++++ Source records ++++

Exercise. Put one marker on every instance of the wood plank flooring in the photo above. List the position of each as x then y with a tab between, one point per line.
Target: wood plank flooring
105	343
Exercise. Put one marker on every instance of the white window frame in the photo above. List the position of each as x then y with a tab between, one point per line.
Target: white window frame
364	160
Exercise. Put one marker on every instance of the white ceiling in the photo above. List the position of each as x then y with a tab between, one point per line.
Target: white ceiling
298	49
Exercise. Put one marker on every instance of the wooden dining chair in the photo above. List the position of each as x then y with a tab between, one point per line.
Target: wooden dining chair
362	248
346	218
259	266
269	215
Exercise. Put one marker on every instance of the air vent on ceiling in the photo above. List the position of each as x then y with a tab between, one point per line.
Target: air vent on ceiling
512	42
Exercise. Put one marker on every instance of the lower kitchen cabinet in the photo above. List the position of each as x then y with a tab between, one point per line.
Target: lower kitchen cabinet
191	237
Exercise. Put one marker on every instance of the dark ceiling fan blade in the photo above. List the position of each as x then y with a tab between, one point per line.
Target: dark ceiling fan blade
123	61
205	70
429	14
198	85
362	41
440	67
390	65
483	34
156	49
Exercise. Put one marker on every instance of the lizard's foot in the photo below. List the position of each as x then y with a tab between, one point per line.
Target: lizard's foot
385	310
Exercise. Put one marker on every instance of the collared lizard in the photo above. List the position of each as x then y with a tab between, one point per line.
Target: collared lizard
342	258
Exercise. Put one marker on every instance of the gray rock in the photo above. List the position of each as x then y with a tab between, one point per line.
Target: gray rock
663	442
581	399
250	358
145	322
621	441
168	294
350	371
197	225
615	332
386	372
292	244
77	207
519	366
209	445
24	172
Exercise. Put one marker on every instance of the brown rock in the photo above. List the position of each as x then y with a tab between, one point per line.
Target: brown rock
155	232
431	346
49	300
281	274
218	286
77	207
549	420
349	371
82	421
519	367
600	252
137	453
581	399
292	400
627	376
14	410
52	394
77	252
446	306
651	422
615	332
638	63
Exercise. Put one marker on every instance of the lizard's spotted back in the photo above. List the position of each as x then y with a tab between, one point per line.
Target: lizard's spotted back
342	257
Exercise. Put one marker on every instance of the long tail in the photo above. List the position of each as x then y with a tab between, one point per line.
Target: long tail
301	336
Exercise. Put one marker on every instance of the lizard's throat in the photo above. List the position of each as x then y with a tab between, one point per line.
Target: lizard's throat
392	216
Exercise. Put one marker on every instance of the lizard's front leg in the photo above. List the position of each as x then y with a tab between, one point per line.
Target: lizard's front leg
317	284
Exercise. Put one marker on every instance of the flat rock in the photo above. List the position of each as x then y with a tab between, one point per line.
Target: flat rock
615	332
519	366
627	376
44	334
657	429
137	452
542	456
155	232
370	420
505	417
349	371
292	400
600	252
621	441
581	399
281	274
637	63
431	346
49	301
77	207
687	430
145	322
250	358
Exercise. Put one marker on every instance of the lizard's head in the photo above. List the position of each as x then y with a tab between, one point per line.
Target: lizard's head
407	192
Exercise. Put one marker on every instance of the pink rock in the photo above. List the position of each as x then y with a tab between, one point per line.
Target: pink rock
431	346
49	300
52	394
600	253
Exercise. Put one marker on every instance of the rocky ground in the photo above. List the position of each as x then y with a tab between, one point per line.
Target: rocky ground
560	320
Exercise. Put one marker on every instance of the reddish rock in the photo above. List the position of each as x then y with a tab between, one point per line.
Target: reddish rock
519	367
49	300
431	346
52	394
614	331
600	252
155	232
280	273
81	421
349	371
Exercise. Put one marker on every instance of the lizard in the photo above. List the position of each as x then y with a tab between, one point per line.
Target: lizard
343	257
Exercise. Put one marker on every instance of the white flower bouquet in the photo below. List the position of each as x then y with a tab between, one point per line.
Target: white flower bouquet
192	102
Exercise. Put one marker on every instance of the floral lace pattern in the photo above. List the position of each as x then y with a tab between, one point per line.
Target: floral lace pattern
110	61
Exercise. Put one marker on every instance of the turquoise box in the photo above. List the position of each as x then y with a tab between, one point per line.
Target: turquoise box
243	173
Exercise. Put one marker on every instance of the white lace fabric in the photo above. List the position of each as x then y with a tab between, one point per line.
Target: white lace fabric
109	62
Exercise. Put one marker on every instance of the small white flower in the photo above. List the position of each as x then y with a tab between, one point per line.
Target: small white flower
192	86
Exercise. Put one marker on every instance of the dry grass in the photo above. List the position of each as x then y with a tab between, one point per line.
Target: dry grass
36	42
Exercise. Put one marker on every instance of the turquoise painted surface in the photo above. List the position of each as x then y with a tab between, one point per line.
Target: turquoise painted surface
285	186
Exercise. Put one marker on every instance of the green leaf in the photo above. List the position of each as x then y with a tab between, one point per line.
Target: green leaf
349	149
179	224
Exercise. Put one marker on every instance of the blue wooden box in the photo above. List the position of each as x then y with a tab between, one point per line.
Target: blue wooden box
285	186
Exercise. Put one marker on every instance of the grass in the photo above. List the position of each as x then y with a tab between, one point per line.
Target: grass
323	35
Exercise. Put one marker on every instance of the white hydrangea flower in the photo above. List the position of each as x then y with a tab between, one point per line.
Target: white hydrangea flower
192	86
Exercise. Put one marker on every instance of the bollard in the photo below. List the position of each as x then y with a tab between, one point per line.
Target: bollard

++++

» Work to complete
Transcribe all of the data above, keeping every line the same.

» Answer
Exercise. Put one marker on every instance of the wood plank flooring in the photo above. List the position of each as x then y with a tab between, one point per line.
Target: wood plank flooring
105	343
Exercise. Put one marker on every instance of the white window frame in the photo above. List the position of each as x then y with a tab between, one point per line.
Target: white window frame
364	160
Exercise. Put one marker on every instance of the white ceiling in the photo above. List the position of each as x then y with a tab between, one point per line.
Target: white ceiling
298	49
Exercise. Put one marker on every instance of the wooden dining chair in the photo above. List the position of each as x then y with a tab between, one point per line.
Target: wooden dining chair
362	248
346	218
259	266
269	215
Exercise. Put one marker on every instance of the air vent on ceiling in the photo above. List the position of each as x then y with a tab between, one point per line.
Target: air vent on ceiling
512	42
Exercise. Put one marker on every instance of the lower kitchen cabinet in the photo above. List the position of each as x then y with a tab between, one point per line.
Target: lower kitchen cabinet
191	237
Exercise. Put one marker on every instance of the dark ceiling fan blade in the photo above. List the position of each as x then y with a tab between, one point per line.
Target: dark ceiling fan blade
123	61
205	70
429	14
198	85
362	41
440	67
390	65
483	34
156	49
Exercise. Put one marker on every instance of the lizard's foot in the photo below. List the position of each as x then y with a tab between, one point per line.
Target: lizard's foot
385	310
Exercise. Put one marker on every instance of the collared lizard in the photo above. List the position of each as x then y with a tab between, one point per line.
Target: collared lizard
342	258
Exercise. Put one marker on every instance of the gray rock in the photo above. List the position of each as x then y with a tab between, one point per line.
Target: gray rock
663	442
581	399
250	358
145	322
621	441
168	294
350	371
197	225
615	332
386	372
292	244
77	207
519	366
209	445
24	172
Exercise. Put one marker on every instance of the brown rock in the photo above. List the position of each as x then y with a tab between, one point per line.
Target: brown rock
155	232
431	346
49	300
281	274
218	286
77	207
549	420
349	371
82	421
519	367
600	252
137	453
581	399
292	400
627	376
14	410
52	394
77	252
446	306
651	422
615	332
638	63
Exercise. Put one marker on every instance of the lizard's spotted back in the photo above. List the position of each as x then y with a tab between, one point per line.
Target: lizard's spotted back
342	257
Exercise. Put one marker on every instance of the long tail in the photo above. List the position of each as x then y with a tab between, one point per line.
Target: long tail
301	336
Exercise. Put one marker on every instance of the lizard's throat in the photo above. List the position of each as x then y with a tab between, one point per line.
Target: lizard's throat
392	216
Exercise. Put one marker on every instance of the lizard's front leg in the photo above. List the position of each as x then y with a tab between, one point per line.
Target: lizard's front leg
317	284
Exercise. Put one marker on every instance of the flat rock in the photo above. List the position of each as x then y with a tab between, one point per line.
Target: flat rock
615	332
519	366
627	376
44	334
657	429
137	452
542	456
155	232
370	420
505	417
349	371
292	400
600	252
621	441
581	399
281	274
637	63
431	346
49	301
77	207
687	430
145	322
250	358
Exercise. Put one marker on every instance of the lizard's head in the photo above. List the position of each as x then y with a tab between, one point per line.
Target: lizard's head
407	192
Exercise. Put one marker on every instance of the pink rock in the photo above. List the position of each as x then y with a tab between, one point per line.
Target: pink rock
431	346
49	300
52	394
600	253
Exercise. Put one marker on every instance of the rocky ground in the photo above. List the position of each as x then y with a tab between, one point per line.
Target: rocky ground
560	320
Exercise. Put one marker on every instance of the reddish rock in the photo above. List the position of each as x then y with a tab between, one point per line.
Target: reddish rock
519	367
49	300
431	346
52	394
614	331
600	252
155	232
280	273
81	421
349	371
Exercise. Put one marker on every instance of the lizard in the photo above. List the position of each as x then y with a tab between, one point per line.
Target: lizard
343	257
Exercise. Put one marker on every instance of the white flower bouquet in the photo below. List the position of each as x then y with a tab between, one point per line.
Target: white flower bouquet
192	102
Exercise. Put one marker on every instance of the floral lace pattern in the photo above. List the position of each as x then y with a tab between, one point per line.
Target: floral lace pattern
110	61
Exercise. Put one marker on every instance of the turquoise box in the photo above. List the position of each as x then y with a tab between, one point per line.
Target: turquoise box
243	173
Exercise. Put one marker on every instance of the white lace fabric in the photo above. List the position of each as x then y with a tab between, one point per line.
Target: white lace fabric
109	62
Exercise. Put one marker on every instance of the small white flower in the photo above. List the position of each as x then y with a tab between, one point per line.
Target: small white flower
192	86
Exercise. Put one marker on every instance of the dry grass in the photo above. List the position of each as x then y with a tab between, one point per line.
Target: dry grass
36	42
Exercise. Put one marker on every instance of the turquoise painted surface in the photo above. List the position of each as x then y with a tab between, one point per line.
Target: turquoise painted surface
285	186
Exercise. Put one marker on every instance of the green leaf in the photo above. List the position of each as x then y with a tab between, one point per line.
Target: green leaf
349	149
179	224
Exercise. Put one marker on every instance of the blue wooden box in the photo above. List the position of each as x then y with a tab between, one point per line.
Target: blue wooden box
285	186
Exercise. Put one marker on every instance of the grass in the photo above. List the position of each as x then y with a tab between, one point per line.
Target: grass
323	35
Exercise. Put one marker on every instance of the white hydrangea flower in the photo above. List the position of each as x then y with a tab between, one point per line.
Target: white hydrangea flower
192	86
Exercise. Put one marker on every instance of the bollard in the photo below. List the position of each as x then y with a tab between, one point per line.
Target: bollard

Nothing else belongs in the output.